::: Passage given :::

RISC-V Vector Cryptography Extension (2/2)

Hash, bitmanip and conclusion

Feb 20, 2023

June 24th 2023 Update: the vector cryptography specification has recently reach the public review stage and a few differences have been introduced since this post was written. A summary of those changes can be found in the following post:

RISC-V vector crypto spec freeze update

Fprox

June 25, 2023

Read full story

In this second post about RISC-V vector cryptography extension (first one is accessible here) we review the instruction dedicated to hash functions and bit manipulations.

Note: except instructions in Zvkb, vector crypto instructions are only defined as unmasked (opcode’s bit 25 set to 1). The encoding for the masked variant is reserved. It is not possible to use the mask operand v0 to select which element (group) are active: all elements inside the vector body are active.

Hash

Zvknha and Zvknhb: SHA2

The new standard introduces two sub-extension implementing NIST Secure Hash (SHA-2) algorithm. They contain the 3 same instructions but with different set of supported element width. Zvknha is a subset of Zvknhb: Zvknha brings support for SHA-256 and Zvknhb brings support for both SHA-256 and SHA-512. It is not possible to have only support for SHA-512. All instructions work on 4-wide element groups of either 32 or 64-bit elements.

The 3 new instructions are:

vsha2ms.vv: message schedule expansion for SHA-2, performs SHA-512 message expansion if SEW is 64 and SHA-256 if SEW is 32, it produces 4 new SEW-wide word in the SHA-2 message schedule.

:::

## Your tasks
**A.** Answer these questions from the RISC-V vector cryptography post:
(i) Which sub-extension's instructions are an exception to the rule that vector crypto instructions are defined only as unmasked?
(ii) Which hash algorithms does Zvknhb support?
(iii) How many new words does vsha2ms.vv produce in the SHA-2 message schedule?
**B.** Name every sub-extension mentioned in the RISC-V vector cryptography post.

::: Entries :::

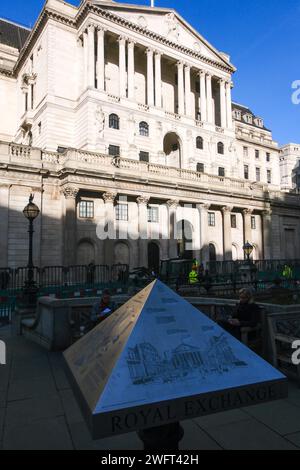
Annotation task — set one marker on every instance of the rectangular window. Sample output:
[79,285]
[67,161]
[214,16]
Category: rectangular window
[114,150]
[257,172]
[122,212]
[200,167]
[153,215]
[233,221]
[86,209]
[211,219]
[144,156]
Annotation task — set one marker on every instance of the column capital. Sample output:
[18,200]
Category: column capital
[70,192]
[173,203]
[109,197]
[142,200]
[227,209]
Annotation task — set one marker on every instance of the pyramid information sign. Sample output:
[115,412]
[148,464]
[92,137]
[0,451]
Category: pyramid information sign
[158,360]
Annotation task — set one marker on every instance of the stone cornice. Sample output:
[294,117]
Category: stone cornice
[47,13]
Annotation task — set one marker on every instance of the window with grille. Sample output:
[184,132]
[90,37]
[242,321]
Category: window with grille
[199,143]
[86,209]
[122,212]
[153,216]
[114,121]
[211,219]
[144,156]
[144,129]
[233,221]
[114,150]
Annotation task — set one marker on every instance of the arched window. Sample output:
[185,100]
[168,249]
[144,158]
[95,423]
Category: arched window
[199,143]
[114,121]
[221,148]
[144,129]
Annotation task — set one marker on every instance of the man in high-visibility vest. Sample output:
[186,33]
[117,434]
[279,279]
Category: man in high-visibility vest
[193,276]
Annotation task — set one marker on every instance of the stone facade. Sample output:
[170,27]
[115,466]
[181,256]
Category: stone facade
[112,105]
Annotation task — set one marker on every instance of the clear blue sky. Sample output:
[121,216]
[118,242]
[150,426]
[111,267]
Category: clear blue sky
[261,36]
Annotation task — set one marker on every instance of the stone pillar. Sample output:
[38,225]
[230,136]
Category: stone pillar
[91,56]
[187,77]
[172,206]
[180,88]
[143,230]
[101,60]
[150,79]
[4,213]
[204,242]
[131,70]
[70,225]
[210,117]
[158,96]
[247,225]
[267,234]
[227,237]
[202,104]
[229,105]
[223,103]
[122,66]
[109,243]
[85,59]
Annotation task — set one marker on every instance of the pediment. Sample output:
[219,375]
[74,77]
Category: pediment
[167,23]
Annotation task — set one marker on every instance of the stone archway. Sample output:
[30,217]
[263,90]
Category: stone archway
[173,149]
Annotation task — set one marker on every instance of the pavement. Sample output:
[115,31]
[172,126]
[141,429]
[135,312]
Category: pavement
[38,411]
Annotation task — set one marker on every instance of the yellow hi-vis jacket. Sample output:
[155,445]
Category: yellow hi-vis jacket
[193,277]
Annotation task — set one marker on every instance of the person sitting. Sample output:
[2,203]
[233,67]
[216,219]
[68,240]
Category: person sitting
[102,309]
[246,314]
[193,276]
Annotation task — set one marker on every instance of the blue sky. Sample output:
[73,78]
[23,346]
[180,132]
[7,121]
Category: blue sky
[261,36]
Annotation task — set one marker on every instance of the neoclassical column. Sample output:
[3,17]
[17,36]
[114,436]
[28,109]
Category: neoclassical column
[4,213]
[227,236]
[101,59]
[267,234]
[180,88]
[85,59]
[202,104]
[143,230]
[158,96]
[204,242]
[91,56]
[210,117]
[187,79]
[131,69]
[122,66]
[247,225]
[150,78]
[229,105]
[223,103]
[172,207]
[109,243]
[70,225]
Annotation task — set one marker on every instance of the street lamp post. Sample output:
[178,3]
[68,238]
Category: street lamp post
[31,212]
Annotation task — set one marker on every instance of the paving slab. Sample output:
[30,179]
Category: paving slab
[281,416]
[248,435]
[45,434]
[23,412]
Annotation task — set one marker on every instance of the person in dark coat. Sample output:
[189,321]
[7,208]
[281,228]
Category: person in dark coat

:::

## List of solutions
**A.**
(i) Zvkb
(ii) SHA-256 and SHA-512
(iii) 4 new SEW-wide words

**B.** Zvkb, Zvknha, Zvknhb